__Extracted data__:

#####

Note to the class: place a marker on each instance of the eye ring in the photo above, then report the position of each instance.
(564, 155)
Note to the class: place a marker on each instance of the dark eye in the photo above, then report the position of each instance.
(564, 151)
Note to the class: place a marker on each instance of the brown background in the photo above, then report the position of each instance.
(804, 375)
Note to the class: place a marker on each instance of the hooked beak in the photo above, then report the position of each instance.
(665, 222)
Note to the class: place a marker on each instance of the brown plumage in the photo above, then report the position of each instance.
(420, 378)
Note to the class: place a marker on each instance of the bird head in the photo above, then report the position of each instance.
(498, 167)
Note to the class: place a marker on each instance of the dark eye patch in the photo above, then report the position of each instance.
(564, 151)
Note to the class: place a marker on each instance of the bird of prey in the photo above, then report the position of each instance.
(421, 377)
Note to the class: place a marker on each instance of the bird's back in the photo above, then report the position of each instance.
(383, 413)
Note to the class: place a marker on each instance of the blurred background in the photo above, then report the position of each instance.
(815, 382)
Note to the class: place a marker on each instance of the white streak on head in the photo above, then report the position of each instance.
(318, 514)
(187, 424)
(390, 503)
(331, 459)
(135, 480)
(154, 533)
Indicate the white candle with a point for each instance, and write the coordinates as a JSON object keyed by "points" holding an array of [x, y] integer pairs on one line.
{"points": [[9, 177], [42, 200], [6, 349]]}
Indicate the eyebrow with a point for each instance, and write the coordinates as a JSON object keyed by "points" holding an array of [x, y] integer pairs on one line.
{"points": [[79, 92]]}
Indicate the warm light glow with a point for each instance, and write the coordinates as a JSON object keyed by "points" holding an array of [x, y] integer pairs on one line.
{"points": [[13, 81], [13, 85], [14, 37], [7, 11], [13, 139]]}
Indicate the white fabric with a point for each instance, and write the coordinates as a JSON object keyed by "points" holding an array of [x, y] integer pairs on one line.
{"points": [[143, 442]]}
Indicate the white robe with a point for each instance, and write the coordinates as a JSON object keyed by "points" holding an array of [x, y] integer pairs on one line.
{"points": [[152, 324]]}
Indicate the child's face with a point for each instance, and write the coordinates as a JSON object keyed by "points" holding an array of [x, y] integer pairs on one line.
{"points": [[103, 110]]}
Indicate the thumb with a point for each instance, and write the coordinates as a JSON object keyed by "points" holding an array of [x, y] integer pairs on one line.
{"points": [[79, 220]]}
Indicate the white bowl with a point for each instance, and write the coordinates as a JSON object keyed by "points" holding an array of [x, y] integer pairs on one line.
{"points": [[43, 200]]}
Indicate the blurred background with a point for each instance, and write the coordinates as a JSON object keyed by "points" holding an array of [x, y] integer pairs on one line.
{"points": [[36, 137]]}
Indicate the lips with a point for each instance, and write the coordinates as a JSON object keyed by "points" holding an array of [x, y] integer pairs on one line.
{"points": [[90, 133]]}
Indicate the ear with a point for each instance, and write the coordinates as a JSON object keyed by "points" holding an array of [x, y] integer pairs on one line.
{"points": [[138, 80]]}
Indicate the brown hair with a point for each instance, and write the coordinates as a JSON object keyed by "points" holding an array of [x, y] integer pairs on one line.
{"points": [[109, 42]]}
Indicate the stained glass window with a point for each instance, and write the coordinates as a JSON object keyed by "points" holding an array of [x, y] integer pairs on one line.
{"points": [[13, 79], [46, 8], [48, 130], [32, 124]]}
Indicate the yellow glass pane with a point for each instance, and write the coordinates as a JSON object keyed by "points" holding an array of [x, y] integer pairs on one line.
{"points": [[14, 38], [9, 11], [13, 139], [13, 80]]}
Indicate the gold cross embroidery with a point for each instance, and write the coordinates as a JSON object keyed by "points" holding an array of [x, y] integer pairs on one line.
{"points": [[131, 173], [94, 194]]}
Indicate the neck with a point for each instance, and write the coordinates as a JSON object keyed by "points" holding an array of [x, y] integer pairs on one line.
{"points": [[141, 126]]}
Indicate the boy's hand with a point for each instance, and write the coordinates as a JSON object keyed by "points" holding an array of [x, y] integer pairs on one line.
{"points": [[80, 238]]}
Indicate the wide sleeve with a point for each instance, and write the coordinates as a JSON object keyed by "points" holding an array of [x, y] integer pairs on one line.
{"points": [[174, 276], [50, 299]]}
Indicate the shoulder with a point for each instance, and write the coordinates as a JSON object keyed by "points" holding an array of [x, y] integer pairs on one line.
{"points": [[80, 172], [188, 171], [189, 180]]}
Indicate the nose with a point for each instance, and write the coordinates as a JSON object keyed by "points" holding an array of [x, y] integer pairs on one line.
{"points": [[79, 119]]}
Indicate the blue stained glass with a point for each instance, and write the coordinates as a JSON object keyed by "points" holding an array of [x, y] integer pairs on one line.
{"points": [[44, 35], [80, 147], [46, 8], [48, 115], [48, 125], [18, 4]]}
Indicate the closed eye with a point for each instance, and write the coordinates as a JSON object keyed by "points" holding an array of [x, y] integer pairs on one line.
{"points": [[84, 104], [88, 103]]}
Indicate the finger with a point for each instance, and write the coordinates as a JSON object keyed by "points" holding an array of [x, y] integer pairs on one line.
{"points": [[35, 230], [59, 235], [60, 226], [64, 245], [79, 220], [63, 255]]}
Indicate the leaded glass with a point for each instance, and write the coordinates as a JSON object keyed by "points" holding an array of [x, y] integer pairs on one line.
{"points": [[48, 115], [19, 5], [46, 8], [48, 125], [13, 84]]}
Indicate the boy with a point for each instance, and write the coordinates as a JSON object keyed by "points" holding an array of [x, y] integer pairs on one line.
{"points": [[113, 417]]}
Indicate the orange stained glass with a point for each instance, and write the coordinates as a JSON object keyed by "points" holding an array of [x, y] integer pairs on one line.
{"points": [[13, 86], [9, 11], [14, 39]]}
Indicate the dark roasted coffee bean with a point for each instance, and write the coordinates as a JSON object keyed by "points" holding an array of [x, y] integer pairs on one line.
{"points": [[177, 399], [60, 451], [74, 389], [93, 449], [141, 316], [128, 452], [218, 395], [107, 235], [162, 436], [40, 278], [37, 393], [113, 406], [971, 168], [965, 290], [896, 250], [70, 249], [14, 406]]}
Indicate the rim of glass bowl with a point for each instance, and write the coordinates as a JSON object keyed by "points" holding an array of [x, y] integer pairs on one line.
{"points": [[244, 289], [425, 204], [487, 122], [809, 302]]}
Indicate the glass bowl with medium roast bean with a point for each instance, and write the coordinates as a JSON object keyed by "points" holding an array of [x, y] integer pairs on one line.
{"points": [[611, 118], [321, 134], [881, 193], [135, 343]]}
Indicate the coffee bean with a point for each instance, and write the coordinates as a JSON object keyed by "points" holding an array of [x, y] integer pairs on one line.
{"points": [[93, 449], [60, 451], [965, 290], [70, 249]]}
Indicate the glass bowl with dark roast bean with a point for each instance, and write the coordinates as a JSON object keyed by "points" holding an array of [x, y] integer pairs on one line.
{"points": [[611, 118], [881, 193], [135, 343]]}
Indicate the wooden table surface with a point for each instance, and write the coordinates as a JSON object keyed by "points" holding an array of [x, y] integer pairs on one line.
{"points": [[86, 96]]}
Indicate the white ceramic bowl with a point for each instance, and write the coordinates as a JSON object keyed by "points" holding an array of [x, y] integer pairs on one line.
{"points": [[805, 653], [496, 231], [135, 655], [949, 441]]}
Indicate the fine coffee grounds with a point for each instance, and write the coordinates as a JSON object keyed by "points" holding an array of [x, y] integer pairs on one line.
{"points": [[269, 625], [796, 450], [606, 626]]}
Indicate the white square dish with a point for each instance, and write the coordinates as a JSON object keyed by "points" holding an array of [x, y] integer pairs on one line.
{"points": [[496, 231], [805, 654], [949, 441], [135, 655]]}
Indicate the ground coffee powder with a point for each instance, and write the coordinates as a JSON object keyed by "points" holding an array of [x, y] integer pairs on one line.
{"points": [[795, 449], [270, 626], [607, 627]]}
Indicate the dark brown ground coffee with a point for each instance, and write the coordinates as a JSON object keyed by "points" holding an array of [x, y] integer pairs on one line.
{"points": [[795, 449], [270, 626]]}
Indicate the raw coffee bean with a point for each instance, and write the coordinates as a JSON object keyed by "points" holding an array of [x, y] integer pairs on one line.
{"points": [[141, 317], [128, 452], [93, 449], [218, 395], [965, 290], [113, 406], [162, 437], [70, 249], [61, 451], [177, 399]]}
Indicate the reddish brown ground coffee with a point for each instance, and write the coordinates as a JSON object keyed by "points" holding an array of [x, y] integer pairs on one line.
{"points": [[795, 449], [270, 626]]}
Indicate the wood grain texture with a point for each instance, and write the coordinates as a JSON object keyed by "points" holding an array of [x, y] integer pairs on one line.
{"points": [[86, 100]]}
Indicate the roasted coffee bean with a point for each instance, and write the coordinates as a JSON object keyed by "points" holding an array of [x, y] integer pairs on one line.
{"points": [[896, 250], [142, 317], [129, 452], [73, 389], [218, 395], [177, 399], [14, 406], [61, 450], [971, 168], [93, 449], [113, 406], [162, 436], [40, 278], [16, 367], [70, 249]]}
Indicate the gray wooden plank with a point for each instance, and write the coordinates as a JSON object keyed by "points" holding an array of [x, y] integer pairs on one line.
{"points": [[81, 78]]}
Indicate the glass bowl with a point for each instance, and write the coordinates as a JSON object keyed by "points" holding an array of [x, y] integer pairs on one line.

#####

__Task__:
What is needed is an exact copy of the line containing "Indicate the gray" and each line after it, through the final line of the entries above.

__Answer section__:
Indicate the gray wooden plank with a point for each instance, and write the coordinates as a JSON object keyed by "points" holding an array of [x, y] integer pairs on one line.
{"points": [[81, 78]]}
Indicate the glass bowl with a point for each instance, and write the coordinates as a JSON object keyed by "points" holding an array of [x, y] integer pairs on one line.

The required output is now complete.